> [TASK TO COMPLETE]
All lines from the line containing "to detect stainless" up to and including the last line of the entries must be written out exactly, with no others.

═══ MATERIAL PROVIDED ═══

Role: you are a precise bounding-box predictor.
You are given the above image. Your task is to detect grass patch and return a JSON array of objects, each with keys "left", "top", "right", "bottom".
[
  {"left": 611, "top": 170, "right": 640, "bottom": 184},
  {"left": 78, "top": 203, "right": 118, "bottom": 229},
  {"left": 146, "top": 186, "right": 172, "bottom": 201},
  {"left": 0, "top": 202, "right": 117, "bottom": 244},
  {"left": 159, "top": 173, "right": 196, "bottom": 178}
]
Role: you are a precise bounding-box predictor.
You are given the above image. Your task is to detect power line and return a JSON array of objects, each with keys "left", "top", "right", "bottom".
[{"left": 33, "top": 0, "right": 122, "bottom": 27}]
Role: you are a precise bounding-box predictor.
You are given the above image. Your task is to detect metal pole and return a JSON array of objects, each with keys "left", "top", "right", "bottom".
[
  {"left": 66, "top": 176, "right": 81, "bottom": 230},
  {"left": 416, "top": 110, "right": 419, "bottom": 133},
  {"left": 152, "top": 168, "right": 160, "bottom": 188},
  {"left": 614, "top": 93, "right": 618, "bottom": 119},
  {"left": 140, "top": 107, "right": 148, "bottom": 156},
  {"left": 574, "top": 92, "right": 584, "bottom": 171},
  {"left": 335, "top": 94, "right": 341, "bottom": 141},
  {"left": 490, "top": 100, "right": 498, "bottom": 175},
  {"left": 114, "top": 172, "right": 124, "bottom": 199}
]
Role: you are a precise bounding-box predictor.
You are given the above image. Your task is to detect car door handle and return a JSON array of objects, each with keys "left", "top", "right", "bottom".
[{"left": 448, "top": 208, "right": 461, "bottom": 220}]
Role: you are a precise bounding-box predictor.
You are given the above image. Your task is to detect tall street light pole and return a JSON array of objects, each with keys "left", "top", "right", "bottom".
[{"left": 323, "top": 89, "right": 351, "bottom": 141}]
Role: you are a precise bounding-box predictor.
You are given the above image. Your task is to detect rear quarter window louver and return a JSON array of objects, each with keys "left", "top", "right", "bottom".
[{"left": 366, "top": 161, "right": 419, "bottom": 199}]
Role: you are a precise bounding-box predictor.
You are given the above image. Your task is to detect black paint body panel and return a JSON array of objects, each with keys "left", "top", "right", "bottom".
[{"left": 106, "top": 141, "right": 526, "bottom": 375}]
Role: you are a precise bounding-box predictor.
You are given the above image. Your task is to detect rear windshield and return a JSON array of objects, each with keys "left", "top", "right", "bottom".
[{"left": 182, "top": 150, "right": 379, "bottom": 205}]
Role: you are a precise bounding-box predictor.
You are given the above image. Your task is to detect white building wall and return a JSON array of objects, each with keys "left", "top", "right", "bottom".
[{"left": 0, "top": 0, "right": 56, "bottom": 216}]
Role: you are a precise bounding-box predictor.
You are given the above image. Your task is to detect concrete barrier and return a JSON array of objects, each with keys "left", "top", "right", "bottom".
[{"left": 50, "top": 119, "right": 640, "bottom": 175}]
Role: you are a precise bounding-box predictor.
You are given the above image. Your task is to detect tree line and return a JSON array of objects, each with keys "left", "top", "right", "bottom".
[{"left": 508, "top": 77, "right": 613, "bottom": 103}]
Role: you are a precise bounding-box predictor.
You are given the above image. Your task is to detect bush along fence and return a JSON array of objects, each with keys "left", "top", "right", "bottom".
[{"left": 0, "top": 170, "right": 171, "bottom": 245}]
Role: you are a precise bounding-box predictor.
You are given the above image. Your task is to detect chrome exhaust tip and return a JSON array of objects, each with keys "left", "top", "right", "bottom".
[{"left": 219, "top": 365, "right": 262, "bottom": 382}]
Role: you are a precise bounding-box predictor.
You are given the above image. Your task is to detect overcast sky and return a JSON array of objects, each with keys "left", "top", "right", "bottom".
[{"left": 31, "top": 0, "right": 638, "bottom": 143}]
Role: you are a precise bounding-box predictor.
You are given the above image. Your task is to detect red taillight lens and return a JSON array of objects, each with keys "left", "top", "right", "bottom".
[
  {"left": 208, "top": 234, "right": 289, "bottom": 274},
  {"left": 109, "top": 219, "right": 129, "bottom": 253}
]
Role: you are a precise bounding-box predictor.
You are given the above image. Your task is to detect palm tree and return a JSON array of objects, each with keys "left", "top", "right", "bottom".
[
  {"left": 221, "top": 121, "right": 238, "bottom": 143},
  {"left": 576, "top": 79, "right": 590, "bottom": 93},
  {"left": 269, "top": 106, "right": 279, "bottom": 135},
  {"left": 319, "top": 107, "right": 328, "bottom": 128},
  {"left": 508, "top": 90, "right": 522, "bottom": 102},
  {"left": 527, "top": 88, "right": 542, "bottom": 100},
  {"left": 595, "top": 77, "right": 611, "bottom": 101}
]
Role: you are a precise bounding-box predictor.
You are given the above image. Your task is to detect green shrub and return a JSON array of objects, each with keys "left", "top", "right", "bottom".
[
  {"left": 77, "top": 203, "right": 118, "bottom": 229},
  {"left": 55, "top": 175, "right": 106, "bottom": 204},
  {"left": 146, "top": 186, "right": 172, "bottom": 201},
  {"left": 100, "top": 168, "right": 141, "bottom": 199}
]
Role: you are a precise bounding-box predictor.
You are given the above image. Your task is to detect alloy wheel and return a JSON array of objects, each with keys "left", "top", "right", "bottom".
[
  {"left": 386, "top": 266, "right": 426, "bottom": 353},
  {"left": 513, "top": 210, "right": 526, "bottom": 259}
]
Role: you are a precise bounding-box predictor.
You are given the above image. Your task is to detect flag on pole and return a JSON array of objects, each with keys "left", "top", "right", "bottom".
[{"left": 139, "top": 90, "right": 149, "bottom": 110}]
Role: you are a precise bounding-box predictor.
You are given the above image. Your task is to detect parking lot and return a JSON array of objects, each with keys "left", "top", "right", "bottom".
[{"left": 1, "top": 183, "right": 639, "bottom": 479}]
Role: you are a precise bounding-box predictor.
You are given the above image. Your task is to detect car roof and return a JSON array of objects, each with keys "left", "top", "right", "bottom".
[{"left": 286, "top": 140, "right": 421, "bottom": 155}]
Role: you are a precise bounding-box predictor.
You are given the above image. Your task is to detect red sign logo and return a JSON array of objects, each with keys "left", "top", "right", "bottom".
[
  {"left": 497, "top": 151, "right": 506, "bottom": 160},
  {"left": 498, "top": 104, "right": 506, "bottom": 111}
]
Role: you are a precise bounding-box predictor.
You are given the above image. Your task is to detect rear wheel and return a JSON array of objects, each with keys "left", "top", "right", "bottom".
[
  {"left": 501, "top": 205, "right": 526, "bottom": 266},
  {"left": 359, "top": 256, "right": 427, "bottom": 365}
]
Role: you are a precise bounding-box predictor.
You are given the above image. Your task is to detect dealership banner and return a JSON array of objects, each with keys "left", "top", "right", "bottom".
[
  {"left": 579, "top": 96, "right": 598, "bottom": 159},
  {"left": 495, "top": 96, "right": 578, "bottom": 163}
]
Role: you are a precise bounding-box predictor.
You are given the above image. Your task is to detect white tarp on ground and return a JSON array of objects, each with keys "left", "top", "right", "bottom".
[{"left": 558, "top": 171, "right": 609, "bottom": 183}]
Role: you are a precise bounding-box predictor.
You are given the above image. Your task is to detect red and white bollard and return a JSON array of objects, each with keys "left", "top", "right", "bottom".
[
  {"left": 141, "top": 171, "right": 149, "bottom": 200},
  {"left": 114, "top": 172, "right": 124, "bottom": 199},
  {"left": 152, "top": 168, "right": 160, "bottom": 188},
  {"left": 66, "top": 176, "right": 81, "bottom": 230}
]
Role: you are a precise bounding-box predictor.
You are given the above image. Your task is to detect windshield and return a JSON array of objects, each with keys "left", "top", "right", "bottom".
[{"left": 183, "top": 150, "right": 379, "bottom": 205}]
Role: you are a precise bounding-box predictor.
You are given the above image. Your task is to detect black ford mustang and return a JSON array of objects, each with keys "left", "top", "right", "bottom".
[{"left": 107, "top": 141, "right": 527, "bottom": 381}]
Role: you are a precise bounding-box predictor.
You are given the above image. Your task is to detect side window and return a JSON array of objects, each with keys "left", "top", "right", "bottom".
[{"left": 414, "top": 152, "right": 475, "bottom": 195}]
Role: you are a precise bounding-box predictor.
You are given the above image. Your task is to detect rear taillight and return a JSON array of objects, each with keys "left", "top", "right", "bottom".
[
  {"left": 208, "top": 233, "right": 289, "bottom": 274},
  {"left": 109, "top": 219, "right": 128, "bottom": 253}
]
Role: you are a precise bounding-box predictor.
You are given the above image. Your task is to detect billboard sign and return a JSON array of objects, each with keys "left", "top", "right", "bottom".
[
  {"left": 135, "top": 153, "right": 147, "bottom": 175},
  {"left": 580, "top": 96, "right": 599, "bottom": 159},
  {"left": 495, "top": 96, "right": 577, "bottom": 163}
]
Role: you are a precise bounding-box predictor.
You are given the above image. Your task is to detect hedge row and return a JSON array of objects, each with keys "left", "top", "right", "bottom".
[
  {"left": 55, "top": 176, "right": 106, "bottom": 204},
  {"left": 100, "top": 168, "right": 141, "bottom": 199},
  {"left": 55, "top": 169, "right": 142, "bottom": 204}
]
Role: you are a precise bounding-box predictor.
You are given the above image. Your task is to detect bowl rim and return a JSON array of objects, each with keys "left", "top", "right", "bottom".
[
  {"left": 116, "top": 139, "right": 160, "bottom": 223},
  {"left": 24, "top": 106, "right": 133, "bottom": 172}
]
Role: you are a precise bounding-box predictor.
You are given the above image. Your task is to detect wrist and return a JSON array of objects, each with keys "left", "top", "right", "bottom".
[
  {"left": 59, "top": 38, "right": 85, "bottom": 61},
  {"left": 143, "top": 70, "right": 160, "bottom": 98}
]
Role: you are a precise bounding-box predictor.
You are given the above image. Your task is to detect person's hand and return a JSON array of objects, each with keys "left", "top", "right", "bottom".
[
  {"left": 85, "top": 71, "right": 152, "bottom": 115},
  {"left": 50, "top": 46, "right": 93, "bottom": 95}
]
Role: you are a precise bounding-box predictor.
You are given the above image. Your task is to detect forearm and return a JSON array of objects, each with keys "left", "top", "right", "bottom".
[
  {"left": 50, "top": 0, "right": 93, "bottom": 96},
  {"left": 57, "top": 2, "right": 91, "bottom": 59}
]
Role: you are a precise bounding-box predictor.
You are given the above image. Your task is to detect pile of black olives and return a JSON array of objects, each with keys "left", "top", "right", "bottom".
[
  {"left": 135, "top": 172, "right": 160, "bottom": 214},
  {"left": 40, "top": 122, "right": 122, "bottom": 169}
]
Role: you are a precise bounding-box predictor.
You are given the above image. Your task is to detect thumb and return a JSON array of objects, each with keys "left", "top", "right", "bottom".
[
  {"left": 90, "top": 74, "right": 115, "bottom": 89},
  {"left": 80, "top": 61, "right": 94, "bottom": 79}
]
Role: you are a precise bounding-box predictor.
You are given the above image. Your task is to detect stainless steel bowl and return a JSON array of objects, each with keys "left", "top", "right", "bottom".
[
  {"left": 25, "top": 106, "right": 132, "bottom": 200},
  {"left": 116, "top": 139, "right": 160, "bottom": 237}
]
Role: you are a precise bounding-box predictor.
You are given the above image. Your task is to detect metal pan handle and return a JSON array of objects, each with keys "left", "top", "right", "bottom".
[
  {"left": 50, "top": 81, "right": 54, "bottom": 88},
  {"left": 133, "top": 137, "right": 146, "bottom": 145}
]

═══

> [EXPECTED OUTPUT]
You are given the above image. Your task is to detect stainless steel bowl and return a JSON array of objects, each with keys "left", "top", "right", "bottom".
[
  {"left": 25, "top": 106, "right": 132, "bottom": 200},
  {"left": 116, "top": 139, "right": 160, "bottom": 237}
]
Role: you are a precise bounding-box predictor.
You are given the above image. Your task is to detect metal pan handle and return a JSON array of objects, each with keys "left", "top", "right", "bottom".
[
  {"left": 50, "top": 81, "right": 54, "bottom": 88},
  {"left": 133, "top": 137, "right": 146, "bottom": 145}
]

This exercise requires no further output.